**TASK INSTRUCTIONS:** Could you print all the entries exactly?

(DATASET begins)

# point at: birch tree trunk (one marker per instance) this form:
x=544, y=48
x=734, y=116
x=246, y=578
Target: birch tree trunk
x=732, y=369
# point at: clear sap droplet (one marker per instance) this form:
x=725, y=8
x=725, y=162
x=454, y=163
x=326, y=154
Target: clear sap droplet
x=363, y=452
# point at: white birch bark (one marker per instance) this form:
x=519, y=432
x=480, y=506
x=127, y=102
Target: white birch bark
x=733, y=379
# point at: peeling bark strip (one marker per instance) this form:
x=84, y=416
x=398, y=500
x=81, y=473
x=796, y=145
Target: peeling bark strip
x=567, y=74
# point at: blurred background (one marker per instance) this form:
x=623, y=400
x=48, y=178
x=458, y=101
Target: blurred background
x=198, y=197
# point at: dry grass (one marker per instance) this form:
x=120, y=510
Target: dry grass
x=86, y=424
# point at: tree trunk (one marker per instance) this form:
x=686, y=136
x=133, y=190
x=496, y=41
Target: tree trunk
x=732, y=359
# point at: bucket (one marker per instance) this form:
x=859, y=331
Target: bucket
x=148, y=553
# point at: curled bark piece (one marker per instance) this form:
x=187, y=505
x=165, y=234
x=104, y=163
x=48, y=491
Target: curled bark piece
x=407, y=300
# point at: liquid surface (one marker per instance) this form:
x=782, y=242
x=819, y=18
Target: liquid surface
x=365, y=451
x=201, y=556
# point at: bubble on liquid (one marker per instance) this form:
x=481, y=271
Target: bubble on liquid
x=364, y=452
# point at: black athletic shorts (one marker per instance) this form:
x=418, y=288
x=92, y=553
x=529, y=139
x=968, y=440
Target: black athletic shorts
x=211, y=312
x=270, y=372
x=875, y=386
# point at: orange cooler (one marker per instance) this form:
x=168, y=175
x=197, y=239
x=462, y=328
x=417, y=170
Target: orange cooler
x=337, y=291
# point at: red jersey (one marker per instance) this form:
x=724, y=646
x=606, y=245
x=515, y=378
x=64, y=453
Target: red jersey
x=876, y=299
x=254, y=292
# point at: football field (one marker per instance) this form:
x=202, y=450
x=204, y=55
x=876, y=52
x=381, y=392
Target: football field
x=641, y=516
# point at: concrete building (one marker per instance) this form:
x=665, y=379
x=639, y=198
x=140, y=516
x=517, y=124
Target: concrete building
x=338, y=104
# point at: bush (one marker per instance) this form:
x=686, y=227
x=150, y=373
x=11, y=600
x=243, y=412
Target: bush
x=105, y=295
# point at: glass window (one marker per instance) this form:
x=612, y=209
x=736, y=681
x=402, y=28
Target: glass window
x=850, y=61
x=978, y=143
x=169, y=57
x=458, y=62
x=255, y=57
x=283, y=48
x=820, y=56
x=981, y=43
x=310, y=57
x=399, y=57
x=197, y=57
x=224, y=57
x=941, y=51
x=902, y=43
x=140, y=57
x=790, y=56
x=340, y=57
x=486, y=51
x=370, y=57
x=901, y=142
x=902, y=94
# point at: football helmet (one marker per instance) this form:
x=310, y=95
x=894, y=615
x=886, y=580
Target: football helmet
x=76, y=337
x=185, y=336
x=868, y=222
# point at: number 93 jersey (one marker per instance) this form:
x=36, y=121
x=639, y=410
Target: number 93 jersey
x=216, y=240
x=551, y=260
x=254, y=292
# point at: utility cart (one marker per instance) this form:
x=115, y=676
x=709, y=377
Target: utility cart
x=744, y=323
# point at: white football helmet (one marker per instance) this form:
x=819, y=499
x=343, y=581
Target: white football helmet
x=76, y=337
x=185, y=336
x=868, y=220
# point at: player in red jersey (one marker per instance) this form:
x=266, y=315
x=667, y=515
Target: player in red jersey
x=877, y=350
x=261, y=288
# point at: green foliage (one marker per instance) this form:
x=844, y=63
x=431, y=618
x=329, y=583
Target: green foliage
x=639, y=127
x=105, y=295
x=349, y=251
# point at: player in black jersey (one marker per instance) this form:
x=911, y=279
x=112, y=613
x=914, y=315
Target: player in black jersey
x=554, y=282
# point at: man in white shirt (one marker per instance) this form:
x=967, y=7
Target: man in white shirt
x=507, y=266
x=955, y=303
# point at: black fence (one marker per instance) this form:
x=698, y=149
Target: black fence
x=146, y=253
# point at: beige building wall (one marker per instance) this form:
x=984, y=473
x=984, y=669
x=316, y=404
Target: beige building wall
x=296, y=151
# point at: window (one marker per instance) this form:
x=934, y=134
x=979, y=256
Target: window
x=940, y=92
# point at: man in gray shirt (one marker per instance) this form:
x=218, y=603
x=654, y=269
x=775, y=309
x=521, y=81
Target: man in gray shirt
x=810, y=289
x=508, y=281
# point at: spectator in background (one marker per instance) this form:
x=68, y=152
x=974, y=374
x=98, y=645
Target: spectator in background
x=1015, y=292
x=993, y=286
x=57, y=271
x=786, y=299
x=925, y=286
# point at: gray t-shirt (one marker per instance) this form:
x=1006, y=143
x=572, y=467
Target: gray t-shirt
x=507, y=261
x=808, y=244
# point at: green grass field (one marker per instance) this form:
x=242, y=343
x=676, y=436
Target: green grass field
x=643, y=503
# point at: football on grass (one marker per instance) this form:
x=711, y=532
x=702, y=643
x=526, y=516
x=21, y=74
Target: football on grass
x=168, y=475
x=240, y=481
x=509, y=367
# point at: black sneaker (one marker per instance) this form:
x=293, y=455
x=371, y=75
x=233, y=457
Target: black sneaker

(DATASET ends)

**ANSWER SPACE:**
# point at: birch tree trunk (one marker per instance) this form:
x=544, y=48
x=734, y=116
x=246, y=578
Target: birch tree trunk
x=732, y=369
# point at: clear sap droplet (one marker per instance) this form:
x=725, y=8
x=725, y=162
x=454, y=163
x=326, y=154
Target: clear sap droplet
x=363, y=452
# point at: white birch bark (one marker per instance) this form:
x=519, y=432
x=480, y=506
x=127, y=102
Target: white birch bark
x=733, y=379
# point at: peeling bark strip (one marker per instance) this form:
x=84, y=416
x=398, y=500
x=81, y=473
x=796, y=145
Target: peeling bark strip
x=567, y=74
# point at: blurred background (one marker per instance) this form:
x=623, y=400
x=48, y=178
x=458, y=101
Target: blurred background
x=198, y=197
# point at: dry grass (one marker per instance) this form:
x=120, y=510
Target: dry grass
x=86, y=424
# point at: tree trunk (one marker per instance) this form:
x=686, y=136
x=133, y=190
x=496, y=41
Target: tree trunk
x=732, y=359
# point at: bucket (one marker per instance) this form:
x=859, y=331
Target: bucket
x=148, y=553
# point at: curled bark piece (one marker per instance) this form:
x=187, y=505
x=165, y=234
x=104, y=163
x=48, y=491
Target: curled bark piece
x=407, y=300
# point at: liquid surface (one marker per instance) this form:
x=782, y=242
x=819, y=18
Target: liquid surface
x=365, y=451
x=201, y=556
# point at: bubble on liquid (one marker per instance) this form:
x=481, y=271
Target: bubble on liquid
x=364, y=452
# point at: black athletic shorts (one marker per instance) this form:
x=418, y=288
x=92, y=553
x=529, y=139
x=968, y=440
Target: black athletic shorts
x=211, y=312
x=270, y=372
x=875, y=386
# point at: orange cooler (one marker per instance) this form:
x=168, y=175
x=197, y=239
x=462, y=328
x=417, y=170
Target: orange cooler
x=337, y=291
# point at: red jersey (one marker per instance) this form:
x=724, y=646
x=606, y=245
x=515, y=378
x=64, y=453
Target: red jersey
x=876, y=299
x=254, y=292
# point at: football field (one marker per instance) this form:
x=202, y=450
x=204, y=55
x=876, y=52
x=381, y=392
Target: football field
x=641, y=516
# point at: concrete building (one marker per instance) this form:
x=665, y=379
x=639, y=198
x=140, y=516
x=517, y=124
Target: concrete building
x=338, y=104
# point at: bush (one marker per instance) this form:
x=686, y=227
x=150, y=373
x=11, y=600
x=243, y=412
Target: bush
x=105, y=295
# point at: glass window (one marker per instance) this form:
x=612, y=209
x=736, y=681
x=402, y=28
Target: glass window
x=850, y=61
x=978, y=143
x=169, y=57
x=458, y=62
x=255, y=57
x=283, y=48
x=820, y=56
x=981, y=43
x=310, y=57
x=399, y=57
x=197, y=57
x=224, y=57
x=941, y=51
x=902, y=43
x=140, y=57
x=790, y=56
x=340, y=57
x=486, y=51
x=370, y=57
x=901, y=142
x=902, y=94
# point at: football helmet (one marker per instance) this form:
x=310, y=95
x=894, y=615
x=886, y=580
Target: football helmet
x=76, y=337
x=185, y=336
x=868, y=222
# point at: number 93 jersey (one marker per instance) this form:
x=36, y=121
x=639, y=410
Target: number 93 jersey
x=216, y=240
x=551, y=260
x=254, y=292
# point at: utility cart (one marker per instance) this form:
x=115, y=676
x=709, y=377
Target: utility cart
x=744, y=323
# point at: white football helmet (one marker per instance) this form:
x=819, y=499
x=343, y=581
Target: white football helmet
x=76, y=337
x=185, y=336
x=868, y=220
# point at: player in red jersey (one marker per instance) this form:
x=266, y=315
x=667, y=515
Target: player in red jersey
x=877, y=350
x=261, y=288
# point at: green foliage (one marker per instance) this form:
x=844, y=63
x=431, y=618
x=329, y=583
Target: green foliage
x=639, y=127
x=105, y=295
x=349, y=251
# point at: player in black jersey (one marker per instance) this form:
x=911, y=279
x=112, y=613
x=914, y=315
Target: player in black jersey
x=554, y=282
# point at: man in white shirt (one marker per instance) this form:
x=967, y=7
Target: man in white shirt
x=507, y=266
x=955, y=303
# point at: black fence (one marker per instance) this form:
x=698, y=149
Target: black fence
x=146, y=253
# point at: beige building wall (one marker per instance) this form:
x=984, y=473
x=984, y=669
x=316, y=404
Target: beige building wall
x=296, y=151
# point at: window (one marker per instance) this form:
x=934, y=134
x=979, y=256
Target: window
x=940, y=92
# point at: man in gray shirt (one marker per instance) this form:
x=218, y=603
x=654, y=269
x=775, y=309
x=521, y=81
Target: man in gray shirt
x=810, y=289
x=508, y=281
# point at: spectator in background (one marker per instance) this form:
x=68, y=152
x=974, y=374
x=98, y=645
Target: spectator in background
x=1015, y=292
x=993, y=286
x=57, y=271
x=786, y=299
x=925, y=286
# point at: gray t-shirt (one marker per instance) this form:
x=1006, y=143
x=572, y=467
Target: gray t-shirt
x=507, y=261
x=808, y=244
# point at: green grass field (one marker per instance) this form:
x=242, y=343
x=676, y=436
Target: green grass field
x=643, y=503
# point at: football on grass (one marker per instance) this form:
x=711, y=532
x=702, y=643
x=526, y=516
x=21, y=74
Target: football on grass
x=168, y=475
x=240, y=481
x=509, y=367
# point at: black sneaker (one marker per instance) this form:
x=293, y=455
x=371, y=75
x=233, y=457
Target: black sneaker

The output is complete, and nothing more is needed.